Source

Rapprochement stratégique entre la Chine et la Biélorussie en pleine guerre d'Ukraine

Samedi 4 Mars 2023

A l'aéroport de Minsk, la capitale de la Biélorussie, un panneau accueille les voyageurs en trois langues, le russe, l’anglais et le mandarin.

Le chinois est également présent dans les centres commerciaux et autres espaces d'affaires et de loisirs de ce pays d'un peu plus de neuf millions d'habitants.

La relation étroite entre la Biélorussie et la Chine n'est pas nouvelle, mais elle a pris un nouvel élan ces derniers mois, dans le contexte de l'invasion russe de l'Ukraine.

Cette semaine, le président biélorusse, Alexandre Loukachenko, a été reçu sur un tapis rouge à Pékin par Xi Jinping, visite pendant laquelle les deux leaders ont signé une série d'accords et pendant laquelle ils ont exprimé leur plus grand intérêt à trouver une solution pacifique pour l'Ukraine.

Alexandre Loukachenko est l'un des alliés les plus proches, sinon le plus proche, de Vladimir Poutine et il a montré son plein soutien au plan de paix présenté la semaine dernière par Pékin pour mettre fin à la guerre en Ukraine. Le voyage du président biélorusse intervient quelques jours après que le chef de la diplomatie chinoise, Wang Yi, ait rencontré Vladimir Poutine à Moscou. Alexandre Loukachenko et Xi Jinping se sont mutuellement félicités, décrivant l'amitié entre leurs pays dans les termes les plus proches. Que cache cette approche stratégique ? La Chine cherche-t-elle à resserrer les rangs avec la Russie et ses alliés, comme le prétendent certains observateurs ?

« Xi Jinping cherche à se positionner dans cette guerre, essayant de comprendre jusqu'où Vladimir Poutine compte aller et Alexandre Loukachenko est un bon interlocuteur pour cela », explique Samantha de Benderm, chercheuse associée au programme Russie et Eurasie de Chatham House.

Données fournies
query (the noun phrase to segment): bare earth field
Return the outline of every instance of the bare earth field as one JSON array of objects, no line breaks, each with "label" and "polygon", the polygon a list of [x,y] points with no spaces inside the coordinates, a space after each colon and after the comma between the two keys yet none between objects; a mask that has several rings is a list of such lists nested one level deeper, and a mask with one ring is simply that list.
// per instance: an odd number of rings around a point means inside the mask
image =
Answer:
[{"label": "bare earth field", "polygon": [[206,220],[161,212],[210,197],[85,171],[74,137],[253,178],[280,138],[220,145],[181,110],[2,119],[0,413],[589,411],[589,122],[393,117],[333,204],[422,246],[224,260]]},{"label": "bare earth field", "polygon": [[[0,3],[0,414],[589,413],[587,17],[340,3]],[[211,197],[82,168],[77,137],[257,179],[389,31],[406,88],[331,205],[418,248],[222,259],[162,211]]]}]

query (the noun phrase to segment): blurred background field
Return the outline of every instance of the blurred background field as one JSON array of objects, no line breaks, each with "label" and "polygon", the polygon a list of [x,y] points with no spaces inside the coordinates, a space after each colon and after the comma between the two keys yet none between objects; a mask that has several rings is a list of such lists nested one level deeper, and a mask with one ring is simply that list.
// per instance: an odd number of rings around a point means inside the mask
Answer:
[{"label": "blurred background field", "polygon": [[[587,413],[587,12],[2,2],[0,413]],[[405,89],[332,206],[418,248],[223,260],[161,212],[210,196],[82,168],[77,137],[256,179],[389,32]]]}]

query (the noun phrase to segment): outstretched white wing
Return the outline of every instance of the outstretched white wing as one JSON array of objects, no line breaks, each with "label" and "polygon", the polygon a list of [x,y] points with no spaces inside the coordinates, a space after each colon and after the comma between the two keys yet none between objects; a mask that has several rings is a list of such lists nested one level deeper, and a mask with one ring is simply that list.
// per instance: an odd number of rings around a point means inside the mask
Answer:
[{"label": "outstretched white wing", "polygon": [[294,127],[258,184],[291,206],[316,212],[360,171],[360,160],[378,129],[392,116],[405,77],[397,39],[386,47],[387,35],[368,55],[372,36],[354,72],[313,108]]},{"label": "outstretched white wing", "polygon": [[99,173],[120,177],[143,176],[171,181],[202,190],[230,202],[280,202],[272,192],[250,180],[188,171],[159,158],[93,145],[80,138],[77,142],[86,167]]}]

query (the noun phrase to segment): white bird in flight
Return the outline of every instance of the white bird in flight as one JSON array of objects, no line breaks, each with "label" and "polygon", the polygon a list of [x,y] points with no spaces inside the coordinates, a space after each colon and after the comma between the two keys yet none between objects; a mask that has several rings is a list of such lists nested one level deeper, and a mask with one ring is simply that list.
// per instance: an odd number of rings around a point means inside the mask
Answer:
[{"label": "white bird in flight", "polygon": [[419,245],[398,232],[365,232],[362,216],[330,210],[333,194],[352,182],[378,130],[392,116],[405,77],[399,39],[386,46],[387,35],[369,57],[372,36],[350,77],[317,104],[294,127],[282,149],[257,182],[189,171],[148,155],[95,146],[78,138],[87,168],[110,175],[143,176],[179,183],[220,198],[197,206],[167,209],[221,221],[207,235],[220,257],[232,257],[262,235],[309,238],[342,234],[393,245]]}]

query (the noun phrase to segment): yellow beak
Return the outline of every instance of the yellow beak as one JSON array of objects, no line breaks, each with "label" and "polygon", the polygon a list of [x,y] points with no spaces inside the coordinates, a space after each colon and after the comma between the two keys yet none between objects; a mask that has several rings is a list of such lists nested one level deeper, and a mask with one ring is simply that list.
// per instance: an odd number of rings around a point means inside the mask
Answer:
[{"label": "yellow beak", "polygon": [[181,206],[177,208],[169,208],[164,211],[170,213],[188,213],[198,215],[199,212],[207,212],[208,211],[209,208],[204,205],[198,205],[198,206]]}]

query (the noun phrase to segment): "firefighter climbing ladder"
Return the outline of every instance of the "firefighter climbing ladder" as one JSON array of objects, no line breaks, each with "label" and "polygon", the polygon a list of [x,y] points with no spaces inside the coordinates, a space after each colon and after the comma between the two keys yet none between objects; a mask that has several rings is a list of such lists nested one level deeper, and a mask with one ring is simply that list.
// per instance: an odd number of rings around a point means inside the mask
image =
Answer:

Consignes
a) Répondez à chaque question d'après la source, en une ligne par réponse, numérotée comme la question :
(i) En quelles langues le panneau de l'aéroport de Minsk accueille-t-il les voyageurs ?
(ii) Qui a rencontré Vladimir Poutine à Moscou quelques jours avant le voyage d'Alexandre Loukachenko ?
(iii) À quel programme de Chatham House Samantha de Benderm est-elle associée ?
b) Reformulez sous forme de liste à puces le paragraphe de la source qui commence par « Alexandre Loukachenko est l'un des alliés les plus proches », en conservant ses faits principaux.
c) Quelles sont toutes les personnes nommées dans la source ? Citez chacune une seule fois.

Corrigé
a)
(i) En russe, en anglais et en mandarin.
(ii) Wang Yi, le chef de la diplomatie chinoise.
(iii) Au programme Russie et Eurasie.

b)
- Alexandre Loukachenko, l'un des plus proches alliés de Vladimir Poutine, a pleinement soutenu le plan de paix présenté la semaine précédente par Pékin pour mettre fin à la guerre en Ukraine.
- Son voyage intervient quelques jours après la rencontre à Moscou entre Wang Yi, chef de la diplomatie chinoise, et Vladimir Poutine.
- Alexandre Loukachenko et Xi Jinping se sont mutuellement félicités et ont décrit l'amitié entre leurs pays dans les termes les plus proches.
- Le paragraphe se demande ce que cache ce rapprochement stratégique et si la Chine cherche à resserrer les rangs avec la Russie et ses alliés, comme le prétendent certains observateurs.

c)
- Alexandre Loukachenko
- Xi Jinping
- Vladimir Poutine
- Wang Yi
- Samantha de Benderm